▶ [WHAT THIS TASK INVOLVES]
Produce a verbatim transcription of all records.

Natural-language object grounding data
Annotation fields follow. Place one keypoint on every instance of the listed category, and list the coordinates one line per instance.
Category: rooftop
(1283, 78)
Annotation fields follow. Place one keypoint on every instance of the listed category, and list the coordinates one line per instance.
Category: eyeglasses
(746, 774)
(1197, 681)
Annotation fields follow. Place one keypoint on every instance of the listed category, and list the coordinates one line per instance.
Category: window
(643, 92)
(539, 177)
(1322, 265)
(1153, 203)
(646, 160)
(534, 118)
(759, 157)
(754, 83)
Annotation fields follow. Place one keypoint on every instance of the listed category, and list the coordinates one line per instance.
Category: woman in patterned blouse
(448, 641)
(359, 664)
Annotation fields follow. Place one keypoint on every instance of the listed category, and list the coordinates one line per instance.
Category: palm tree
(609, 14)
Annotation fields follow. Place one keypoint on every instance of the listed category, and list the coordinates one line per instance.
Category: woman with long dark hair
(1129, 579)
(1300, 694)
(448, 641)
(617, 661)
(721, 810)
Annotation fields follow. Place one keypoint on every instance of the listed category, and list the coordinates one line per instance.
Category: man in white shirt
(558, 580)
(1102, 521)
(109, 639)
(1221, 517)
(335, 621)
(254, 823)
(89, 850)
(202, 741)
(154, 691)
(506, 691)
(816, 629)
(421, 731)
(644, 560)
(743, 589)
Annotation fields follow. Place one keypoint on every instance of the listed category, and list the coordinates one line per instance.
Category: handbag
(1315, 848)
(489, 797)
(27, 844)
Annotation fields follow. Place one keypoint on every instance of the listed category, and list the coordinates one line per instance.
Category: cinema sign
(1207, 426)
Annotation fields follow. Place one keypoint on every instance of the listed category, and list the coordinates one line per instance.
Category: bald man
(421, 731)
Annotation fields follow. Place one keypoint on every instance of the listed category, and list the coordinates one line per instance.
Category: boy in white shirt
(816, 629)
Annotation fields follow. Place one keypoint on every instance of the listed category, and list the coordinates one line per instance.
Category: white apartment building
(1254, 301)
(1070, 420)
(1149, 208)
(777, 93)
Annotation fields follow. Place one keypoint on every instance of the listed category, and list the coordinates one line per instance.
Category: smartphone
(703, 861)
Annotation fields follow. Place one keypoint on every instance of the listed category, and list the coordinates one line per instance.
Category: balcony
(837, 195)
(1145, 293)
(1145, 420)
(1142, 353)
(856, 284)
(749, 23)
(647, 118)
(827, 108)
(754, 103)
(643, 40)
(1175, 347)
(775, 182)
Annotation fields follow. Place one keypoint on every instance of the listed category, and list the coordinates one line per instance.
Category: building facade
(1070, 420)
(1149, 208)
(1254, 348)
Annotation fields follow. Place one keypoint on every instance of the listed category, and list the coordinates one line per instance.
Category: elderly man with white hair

▶ [SOLUTION FOR THIS TASK]
Annotation fields follow. Place one keypoint on every instance of the listed category, and list the coordinates one line per instance.
Category: rooftop
(1283, 78)
Annotation fields follow. Place one keypoint on every instance of the listed category, and list the coordinates one line per instance.
Category: eyeglasses
(746, 774)
(1197, 681)
Annotation fields follow. Place one keypoint on every instance of the listed category, and list the coordinates one line per instance.
Category: window
(643, 92)
(539, 177)
(1322, 265)
(1153, 203)
(646, 160)
(534, 118)
(759, 157)
(754, 83)
Annotation fields follow. Place one keypoint on every instance of the listed category, and list the coordinates one line per instance.
Category: woman in patterned blouse
(448, 641)
(359, 664)
Annotation fields follow. Place one keypoint on every instance of the listed category, and list the coordinates one line per instance.
Category: palm tree
(609, 14)
Annotation fields follow. Place one keypoint on every instance of the listed category, and list the coordinates one line per instance.
Category: woman with long dark hair
(1129, 579)
(1300, 694)
(448, 641)
(617, 661)
(721, 810)
Annotation fields follow. Place one keypoint on every instance of the listed category, and list the coordinates one line per instance.
Category: man in white shirt
(558, 580)
(1102, 521)
(109, 639)
(1221, 517)
(335, 621)
(254, 823)
(89, 850)
(202, 741)
(154, 691)
(506, 691)
(816, 629)
(421, 731)
(644, 560)
(743, 589)
Annotation fields follow. Place one keypoint on every instance of the listed category, and list the coordinates one line per instance.
Category: handbag
(1315, 848)
(489, 797)
(27, 844)
Annotation fields follow. Place one keypoint on every instance of the listed category, and list the coordinates one line per instance.
Category: cinema sign
(1207, 426)
Annotation fields follow. Place one keypoint on every instance of the listed category, and list the coordinates one line per instance.
Category: bald man
(421, 731)
Annotation fields follow. Place one keypoint on every instance of the listed category, and list the coordinates one line per instance.
Category: boy in white shirt
(816, 629)
Annotation fields follow. Place one keypoint on every instance of the listed category, and list the coordinates one line per instance.
Category: white apartment building
(1254, 301)
(1070, 420)
(1149, 208)
(777, 93)
Annotation fields follow. Place one keypoint on every instance of the listed category, and list the coordinates one line per instance.
Category: smartphone
(703, 861)
Annotation fields follow. Place one keypoint on every instance of the listed category, and list the coordinates one line per instance.
Category: balcony
(837, 195)
(1145, 293)
(1145, 420)
(1142, 353)
(856, 284)
(749, 23)
(647, 118)
(827, 108)
(754, 103)
(643, 40)
(1175, 347)
(775, 182)
Annotation fields follow. Place one keypoint on every instance of the listed category, and list the coordinates one line per instance.
Category: building facade
(1070, 420)
(1149, 208)
(1254, 348)
Annotation fields follow. Place one keypoint on every instance of the listed category, and list the coordinates one line per instance.
Category: elderly man with white hair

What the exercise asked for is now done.